## Start

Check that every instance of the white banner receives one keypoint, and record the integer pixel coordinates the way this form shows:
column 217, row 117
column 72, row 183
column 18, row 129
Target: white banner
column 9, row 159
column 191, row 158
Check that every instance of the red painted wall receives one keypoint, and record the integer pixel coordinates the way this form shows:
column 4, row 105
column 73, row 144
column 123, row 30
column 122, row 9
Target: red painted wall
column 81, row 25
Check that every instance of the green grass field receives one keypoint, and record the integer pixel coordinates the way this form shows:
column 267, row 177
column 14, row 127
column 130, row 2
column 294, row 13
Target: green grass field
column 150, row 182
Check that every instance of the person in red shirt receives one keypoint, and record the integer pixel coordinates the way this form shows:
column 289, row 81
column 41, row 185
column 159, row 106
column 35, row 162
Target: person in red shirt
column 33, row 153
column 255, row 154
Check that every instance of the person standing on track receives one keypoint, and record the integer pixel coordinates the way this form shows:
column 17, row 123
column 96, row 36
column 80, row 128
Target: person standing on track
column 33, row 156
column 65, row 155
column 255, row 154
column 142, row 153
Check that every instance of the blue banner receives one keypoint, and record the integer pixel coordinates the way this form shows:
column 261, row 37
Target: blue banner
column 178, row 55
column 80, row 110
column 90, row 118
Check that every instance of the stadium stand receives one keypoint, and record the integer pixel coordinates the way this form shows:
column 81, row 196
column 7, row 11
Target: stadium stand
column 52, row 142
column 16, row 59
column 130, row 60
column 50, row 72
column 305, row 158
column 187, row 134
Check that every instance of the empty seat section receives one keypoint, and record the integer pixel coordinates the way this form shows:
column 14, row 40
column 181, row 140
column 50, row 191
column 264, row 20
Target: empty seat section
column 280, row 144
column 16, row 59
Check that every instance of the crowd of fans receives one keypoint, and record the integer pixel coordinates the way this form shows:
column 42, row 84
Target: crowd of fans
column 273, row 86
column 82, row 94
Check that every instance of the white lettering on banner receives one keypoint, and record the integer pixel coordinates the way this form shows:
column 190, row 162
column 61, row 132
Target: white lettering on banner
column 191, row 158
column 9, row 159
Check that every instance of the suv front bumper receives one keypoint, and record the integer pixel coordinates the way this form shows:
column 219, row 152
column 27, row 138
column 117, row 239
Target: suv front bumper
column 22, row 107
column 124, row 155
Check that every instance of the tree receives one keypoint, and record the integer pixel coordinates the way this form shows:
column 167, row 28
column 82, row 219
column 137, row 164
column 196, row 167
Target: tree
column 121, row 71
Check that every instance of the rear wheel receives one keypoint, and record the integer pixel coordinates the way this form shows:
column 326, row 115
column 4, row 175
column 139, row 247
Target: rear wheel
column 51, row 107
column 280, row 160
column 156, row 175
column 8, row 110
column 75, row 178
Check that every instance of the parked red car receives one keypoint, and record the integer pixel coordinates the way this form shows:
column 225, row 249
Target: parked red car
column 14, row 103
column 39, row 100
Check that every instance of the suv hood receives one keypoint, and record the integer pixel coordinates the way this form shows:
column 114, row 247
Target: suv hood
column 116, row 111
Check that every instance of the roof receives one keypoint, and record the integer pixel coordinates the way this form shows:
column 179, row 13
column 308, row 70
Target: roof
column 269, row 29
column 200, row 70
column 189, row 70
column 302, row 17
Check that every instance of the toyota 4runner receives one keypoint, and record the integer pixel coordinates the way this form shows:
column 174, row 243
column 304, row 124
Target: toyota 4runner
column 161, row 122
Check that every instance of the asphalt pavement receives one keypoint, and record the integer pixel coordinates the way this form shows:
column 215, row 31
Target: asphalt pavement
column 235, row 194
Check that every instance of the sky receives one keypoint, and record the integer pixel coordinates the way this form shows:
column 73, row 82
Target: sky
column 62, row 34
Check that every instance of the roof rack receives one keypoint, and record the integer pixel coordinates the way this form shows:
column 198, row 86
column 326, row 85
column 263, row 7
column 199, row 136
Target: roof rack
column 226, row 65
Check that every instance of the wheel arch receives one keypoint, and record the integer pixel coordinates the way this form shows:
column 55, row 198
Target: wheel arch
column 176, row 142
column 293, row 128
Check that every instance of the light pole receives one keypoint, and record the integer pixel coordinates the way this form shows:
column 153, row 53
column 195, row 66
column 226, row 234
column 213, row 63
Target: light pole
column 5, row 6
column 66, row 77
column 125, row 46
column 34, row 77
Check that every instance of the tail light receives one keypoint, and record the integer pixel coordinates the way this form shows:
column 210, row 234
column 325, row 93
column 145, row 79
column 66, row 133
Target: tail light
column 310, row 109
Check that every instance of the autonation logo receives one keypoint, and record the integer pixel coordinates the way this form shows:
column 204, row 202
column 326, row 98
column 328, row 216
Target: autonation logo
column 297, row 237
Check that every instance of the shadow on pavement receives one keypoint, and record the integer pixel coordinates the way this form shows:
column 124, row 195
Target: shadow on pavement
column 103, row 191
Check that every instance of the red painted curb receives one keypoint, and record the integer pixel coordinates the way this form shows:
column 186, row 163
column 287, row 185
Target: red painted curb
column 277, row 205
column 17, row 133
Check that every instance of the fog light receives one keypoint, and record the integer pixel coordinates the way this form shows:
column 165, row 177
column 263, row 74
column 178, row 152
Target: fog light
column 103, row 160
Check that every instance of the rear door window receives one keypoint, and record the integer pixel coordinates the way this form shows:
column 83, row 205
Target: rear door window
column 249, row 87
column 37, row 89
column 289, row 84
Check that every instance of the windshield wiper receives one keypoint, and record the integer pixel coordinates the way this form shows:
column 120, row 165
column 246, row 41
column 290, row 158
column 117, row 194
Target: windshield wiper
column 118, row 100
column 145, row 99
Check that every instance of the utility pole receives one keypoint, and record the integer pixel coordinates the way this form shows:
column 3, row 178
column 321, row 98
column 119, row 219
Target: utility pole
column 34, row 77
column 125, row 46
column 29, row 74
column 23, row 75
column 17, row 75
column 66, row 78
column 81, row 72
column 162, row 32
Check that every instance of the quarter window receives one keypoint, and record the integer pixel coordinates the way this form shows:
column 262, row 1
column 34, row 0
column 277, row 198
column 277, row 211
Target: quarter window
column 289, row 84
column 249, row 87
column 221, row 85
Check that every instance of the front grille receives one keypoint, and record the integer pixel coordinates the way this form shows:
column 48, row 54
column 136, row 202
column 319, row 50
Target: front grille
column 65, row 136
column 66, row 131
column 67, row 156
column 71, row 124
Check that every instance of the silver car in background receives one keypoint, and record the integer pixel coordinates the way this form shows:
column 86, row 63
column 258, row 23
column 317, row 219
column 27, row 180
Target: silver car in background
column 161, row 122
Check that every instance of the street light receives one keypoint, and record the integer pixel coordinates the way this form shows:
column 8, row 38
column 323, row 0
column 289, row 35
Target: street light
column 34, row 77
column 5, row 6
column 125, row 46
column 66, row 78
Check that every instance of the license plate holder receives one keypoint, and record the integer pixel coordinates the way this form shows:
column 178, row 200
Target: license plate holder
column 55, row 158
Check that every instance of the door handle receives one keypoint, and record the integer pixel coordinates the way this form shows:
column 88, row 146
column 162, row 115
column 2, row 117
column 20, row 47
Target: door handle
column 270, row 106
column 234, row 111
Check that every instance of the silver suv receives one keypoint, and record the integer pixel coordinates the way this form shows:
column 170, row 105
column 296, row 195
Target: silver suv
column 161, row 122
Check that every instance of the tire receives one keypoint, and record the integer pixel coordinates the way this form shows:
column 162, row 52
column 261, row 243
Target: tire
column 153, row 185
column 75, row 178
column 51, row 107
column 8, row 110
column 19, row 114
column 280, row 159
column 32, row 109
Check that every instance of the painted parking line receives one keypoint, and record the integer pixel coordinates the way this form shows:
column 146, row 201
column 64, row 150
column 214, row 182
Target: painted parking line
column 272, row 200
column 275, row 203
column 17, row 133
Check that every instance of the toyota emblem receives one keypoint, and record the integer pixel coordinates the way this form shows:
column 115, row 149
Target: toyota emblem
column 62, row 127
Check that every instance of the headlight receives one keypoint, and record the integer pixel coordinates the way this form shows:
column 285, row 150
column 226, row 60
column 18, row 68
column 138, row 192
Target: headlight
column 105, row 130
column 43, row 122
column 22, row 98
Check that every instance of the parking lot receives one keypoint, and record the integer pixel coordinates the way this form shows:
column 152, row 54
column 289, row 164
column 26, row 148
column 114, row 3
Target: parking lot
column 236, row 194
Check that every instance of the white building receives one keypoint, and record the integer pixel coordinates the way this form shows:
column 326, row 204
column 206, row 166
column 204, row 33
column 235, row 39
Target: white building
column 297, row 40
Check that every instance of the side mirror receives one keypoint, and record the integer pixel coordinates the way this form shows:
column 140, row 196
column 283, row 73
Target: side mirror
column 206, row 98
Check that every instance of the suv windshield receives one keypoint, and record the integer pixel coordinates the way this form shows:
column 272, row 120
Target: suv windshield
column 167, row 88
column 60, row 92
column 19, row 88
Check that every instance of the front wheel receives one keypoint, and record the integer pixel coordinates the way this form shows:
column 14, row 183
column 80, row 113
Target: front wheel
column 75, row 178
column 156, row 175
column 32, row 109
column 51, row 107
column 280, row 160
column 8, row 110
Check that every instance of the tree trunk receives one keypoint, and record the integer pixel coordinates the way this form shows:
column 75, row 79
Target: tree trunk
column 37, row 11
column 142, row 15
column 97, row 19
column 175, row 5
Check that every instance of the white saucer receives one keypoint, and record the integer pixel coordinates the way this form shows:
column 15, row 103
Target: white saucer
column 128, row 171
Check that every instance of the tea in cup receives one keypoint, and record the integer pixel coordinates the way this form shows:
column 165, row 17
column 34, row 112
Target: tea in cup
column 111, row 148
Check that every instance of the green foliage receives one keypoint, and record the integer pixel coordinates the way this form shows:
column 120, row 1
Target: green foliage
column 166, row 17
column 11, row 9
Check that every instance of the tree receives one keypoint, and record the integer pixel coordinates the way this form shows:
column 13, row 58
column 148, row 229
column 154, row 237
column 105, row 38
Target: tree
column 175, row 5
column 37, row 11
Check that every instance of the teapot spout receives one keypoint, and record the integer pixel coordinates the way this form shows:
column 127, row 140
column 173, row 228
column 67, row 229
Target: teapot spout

## End

EXERCISE PROMPT
Reproduce the entries verbatim, from the first line through the line containing "column 81, row 25", inclusive of both.

WRITTEN REPLY
Check that every instance of the white banner receives one keypoint, and record the integer pixel coordinates the way this form shows:
column 217, row 117
column 72, row 183
column 18, row 129
Target: white banner
column 9, row 159
column 191, row 158
Check that every instance of the red painted wall receives one keypoint, and record the integer pixel coordinates the way this form shows:
column 4, row 105
column 73, row 144
column 123, row 30
column 122, row 9
Target: red painted wall
column 81, row 25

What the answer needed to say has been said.